DNA structure and not only sequence is important - sachmanb
http://www.wired.com/wiredscience/2009/04/chromotopo/

======
sachmanb
I posted this for the people who found the DIY biohacking to be interesting,
and might be toying with bioinformatics as a hobby. I've been messing with
bioinformatics on and off for some time now, and a friend of mine is heavily
involved (grad student). From a hacker perspective, it's a very exciting time
-- the black box is now a gray box...it's not at white box because most of
everything that scientists are doing is tweak something and rely on the
remainder of the existing technology to do whatever it does that we don't
understand that completes what we need it to do...kind of like seeing the hex
and going "well, if I change this variable's value here..what happens?" There
are some people working on making essentially high level code for biohacking,
but from what I can tell they are still a small group. There's some exciting
stuff going on down in San Diego, and I guess in Japan from what I hear, but
this meeting between molecular biology and computer science is still young and
not that well tapped.

Now, before you young entrepreneurs go ravaging this field...please, don't
kill us all. Thanks.

------
fatty
i love this line: “Pick a random person of the street, say ‘genome,’ and
they’ll think ’sequence.’ "

i want to live where this guy lives.

**Data for pointing at described regions**:
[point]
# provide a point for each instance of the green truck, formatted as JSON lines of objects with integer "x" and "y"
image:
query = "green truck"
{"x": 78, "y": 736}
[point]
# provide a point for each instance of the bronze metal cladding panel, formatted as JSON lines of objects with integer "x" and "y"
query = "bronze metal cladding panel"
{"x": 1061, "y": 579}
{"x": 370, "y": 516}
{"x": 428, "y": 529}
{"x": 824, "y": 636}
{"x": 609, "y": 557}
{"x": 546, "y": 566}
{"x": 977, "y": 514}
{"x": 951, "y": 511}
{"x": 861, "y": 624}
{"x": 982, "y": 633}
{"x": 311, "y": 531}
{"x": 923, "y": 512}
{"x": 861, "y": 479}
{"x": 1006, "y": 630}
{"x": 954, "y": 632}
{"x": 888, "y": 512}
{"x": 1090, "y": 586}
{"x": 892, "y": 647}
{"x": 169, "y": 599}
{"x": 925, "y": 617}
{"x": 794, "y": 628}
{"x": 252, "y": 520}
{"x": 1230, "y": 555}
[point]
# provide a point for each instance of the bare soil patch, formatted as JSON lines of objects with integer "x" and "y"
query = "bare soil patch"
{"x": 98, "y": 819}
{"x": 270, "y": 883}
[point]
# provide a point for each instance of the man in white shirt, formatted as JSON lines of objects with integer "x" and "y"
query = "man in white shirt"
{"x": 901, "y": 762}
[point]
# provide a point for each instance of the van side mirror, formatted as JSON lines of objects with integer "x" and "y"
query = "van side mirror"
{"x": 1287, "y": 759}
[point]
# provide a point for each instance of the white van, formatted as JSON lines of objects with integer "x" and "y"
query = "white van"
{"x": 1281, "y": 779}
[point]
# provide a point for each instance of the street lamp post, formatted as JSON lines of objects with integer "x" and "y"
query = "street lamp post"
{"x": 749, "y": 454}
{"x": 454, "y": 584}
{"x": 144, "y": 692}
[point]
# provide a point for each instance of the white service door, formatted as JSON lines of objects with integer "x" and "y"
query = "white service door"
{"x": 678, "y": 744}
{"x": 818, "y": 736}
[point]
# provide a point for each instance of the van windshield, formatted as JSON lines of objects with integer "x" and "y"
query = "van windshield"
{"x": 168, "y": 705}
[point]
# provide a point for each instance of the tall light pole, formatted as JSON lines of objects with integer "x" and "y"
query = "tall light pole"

**Required tasks**:
#1 Answer these from the biohacking thread:
(a) What role does sachmanb's friend have?
(b) In which two places does sachmanb say exciting work is happening?
(c) In the line fatty quotes, what will a random person think when they hear "genome"?
#2 List every kind of box, by color, that the biohacking thread mentions.
You won't need the data to do this work.

**Solutions to each task**:
#1
(a) Grad student
(b) San Diego and Japan
(c) Sequence

#2 Black box, gray box, white box